Work required
Reproduce the whole listing, character for character.
═════ Data for processing
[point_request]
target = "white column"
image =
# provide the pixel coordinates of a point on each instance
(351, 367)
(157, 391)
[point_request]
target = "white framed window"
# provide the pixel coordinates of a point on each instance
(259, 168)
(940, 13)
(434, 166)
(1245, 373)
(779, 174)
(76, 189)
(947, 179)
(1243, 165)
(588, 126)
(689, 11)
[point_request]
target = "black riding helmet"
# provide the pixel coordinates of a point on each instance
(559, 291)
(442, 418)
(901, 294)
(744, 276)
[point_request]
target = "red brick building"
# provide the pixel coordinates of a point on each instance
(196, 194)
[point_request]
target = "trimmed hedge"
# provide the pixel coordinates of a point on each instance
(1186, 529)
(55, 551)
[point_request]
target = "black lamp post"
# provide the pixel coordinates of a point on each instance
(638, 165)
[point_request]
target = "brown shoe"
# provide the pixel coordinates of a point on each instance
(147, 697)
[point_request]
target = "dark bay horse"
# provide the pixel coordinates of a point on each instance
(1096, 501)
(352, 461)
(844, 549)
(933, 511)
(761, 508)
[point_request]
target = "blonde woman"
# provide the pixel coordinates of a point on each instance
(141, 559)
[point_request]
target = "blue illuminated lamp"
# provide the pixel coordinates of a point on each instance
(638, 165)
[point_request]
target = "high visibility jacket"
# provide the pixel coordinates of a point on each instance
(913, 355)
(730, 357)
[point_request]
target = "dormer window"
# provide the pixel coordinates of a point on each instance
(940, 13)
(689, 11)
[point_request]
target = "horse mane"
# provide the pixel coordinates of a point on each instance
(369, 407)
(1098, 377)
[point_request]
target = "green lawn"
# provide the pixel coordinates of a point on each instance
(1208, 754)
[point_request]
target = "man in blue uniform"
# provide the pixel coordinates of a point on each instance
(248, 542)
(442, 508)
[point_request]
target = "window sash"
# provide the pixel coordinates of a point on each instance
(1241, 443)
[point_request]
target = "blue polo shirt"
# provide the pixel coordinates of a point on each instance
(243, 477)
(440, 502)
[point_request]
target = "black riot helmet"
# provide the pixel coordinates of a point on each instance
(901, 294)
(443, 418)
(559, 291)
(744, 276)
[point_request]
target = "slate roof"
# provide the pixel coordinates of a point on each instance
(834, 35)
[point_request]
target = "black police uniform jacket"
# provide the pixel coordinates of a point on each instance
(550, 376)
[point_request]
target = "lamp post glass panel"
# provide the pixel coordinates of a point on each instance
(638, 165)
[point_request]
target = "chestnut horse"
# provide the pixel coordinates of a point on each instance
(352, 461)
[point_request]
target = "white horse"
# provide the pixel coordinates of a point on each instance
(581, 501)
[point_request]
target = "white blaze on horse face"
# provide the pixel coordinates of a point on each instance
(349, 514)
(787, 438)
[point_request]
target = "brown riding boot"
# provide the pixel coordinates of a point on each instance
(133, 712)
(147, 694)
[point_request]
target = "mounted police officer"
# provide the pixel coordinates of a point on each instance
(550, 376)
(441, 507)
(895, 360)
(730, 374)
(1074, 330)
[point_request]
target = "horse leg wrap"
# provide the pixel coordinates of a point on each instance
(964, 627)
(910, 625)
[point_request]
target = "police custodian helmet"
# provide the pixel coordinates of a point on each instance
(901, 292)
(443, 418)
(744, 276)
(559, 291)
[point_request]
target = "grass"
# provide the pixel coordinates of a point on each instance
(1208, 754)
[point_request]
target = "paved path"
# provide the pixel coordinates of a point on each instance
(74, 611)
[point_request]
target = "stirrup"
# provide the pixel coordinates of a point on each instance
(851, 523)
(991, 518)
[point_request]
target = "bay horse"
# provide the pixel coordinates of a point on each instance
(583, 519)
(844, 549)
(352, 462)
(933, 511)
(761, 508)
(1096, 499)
══════════
Solved problem
[point_request]
target = "white column"
image =
# provide the pixel coordinates of a point on each instance
(351, 367)
(157, 391)
[point_request]
target = "white framed window"
# provide the pixel coordinates of a point on each instance
(259, 168)
(940, 13)
(434, 166)
(1245, 373)
(779, 174)
(76, 189)
(947, 179)
(1243, 165)
(588, 126)
(689, 11)
[point_request]
target = "black riding helmet"
# provide the pixel coordinates of a point on each instance
(559, 291)
(442, 418)
(901, 294)
(744, 276)
[point_request]
target = "red brick building"
# provide the pixel coordinates of a point on each instance
(196, 194)
[point_request]
target = "trimmed hedge"
# provide the pixel coordinates of a point on each instance
(1186, 529)
(55, 551)
[point_request]
target = "black lamp post"
# provide the pixel coordinates of a point on each instance
(638, 165)
[point_request]
target = "brown shoe"
# provide the pixel coordinates of a point on each instance
(147, 697)
[point_request]
target = "dark bay horse"
# provide the pixel coordinates of a point on each instance
(1096, 501)
(352, 461)
(844, 549)
(933, 511)
(761, 508)
[point_request]
target = "blonde woman"
# provide the pixel coordinates of a point on each instance
(141, 559)
[point_request]
target = "blue illuminated lamp"
# provide the pixel coordinates of a point on each instance
(638, 165)
[point_request]
target = "high visibility jacket"
# provide the pixel coordinates of a point on each instance
(913, 355)
(730, 357)
[point_request]
target = "dormer window"
# provide the pixel coordinates of a point on each instance
(940, 13)
(689, 11)
[point_request]
target = "horse mane"
# provide the pixel coordinates of a point on each instance
(369, 407)
(1098, 377)
[point_request]
target = "green lawn"
# provide the pixel coordinates of a point on each instance
(1208, 754)
[point_request]
target = "man in blue uniform"
# provide the pixel coordinates of a point on each instance
(248, 542)
(442, 508)
[point_request]
target = "window sash"
# provide the pixel coordinates of a point on each instance
(1241, 443)
[point_request]
target = "blue polo shirt"
# provide the pixel coordinates of a point on each instance
(243, 477)
(440, 502)
[point_request]
target = "black riot helmet"
# provide the pixel coordinates of a point on each instance
(901, 294)
(443, 418)
(559, 291)
(744, 276)
[point_request]
target = "slate roof"
# provide the pixel coordinates of a point on each instance
(834, 35)
[point_request]
target = "black police uniform jacket"
# provide the pixel coordinates of a point on each instance
(550, 376)
[point_request]
target = "lamp post glass panel"
# provide the pixel coordinates of a point on each instance
(638, 165)
[point_request]
target = "chestnut horse"
# provide the pixel coordinates of a point on each instance
(352, 461)
[point_request]
target = "white horse"
# provide the pixel coordinates of a point on each instance
(581, 501)
[point_request]
target = "white blaze on horse face"
# provide the pixel coordinates of a point on each instance
(349, 514)
(787, 438)
[point_request]
target = "brown riding boot"
# provide the pixel coordinates of a point on each instance
(133, 712)
(147, 694)
[point_request]
target = "mounted police officer"
# provide the pixel coordinates of a point on each instance
(550, 376)
(441, 507)
(895, 360)
(730, 374)
(1074, 330)
[point_request]
target = "horse leg wrap"
# provide the pixel coordinates of a point on each instance
(964, 627)
(910, 625)
[point_request]
target = "police custodian helmet"
# provide the pixel coordinates of a point on each instance
(901, 292)
(443, 418)
(744, 276)
(559, 291)
[point_request]
target = "grass"
# provide the pixel coordinates of a point on each instance
(1208, 754)
[point_request]
target = "paved path"
# provide the pixel coordinates of a point on each instance
(74, 611)
[point_request]
target = "stirrup"
# provide the pixel coordinates of a point on each instance
(851, 523)
(991, 518)
[point_request]
target = "bay horse"
# provide the pixel coordinates of a point on each instance
(583, 519)
(844, 549)
(352, 462)
(933, 511)
(761, 508)
(1096, 499)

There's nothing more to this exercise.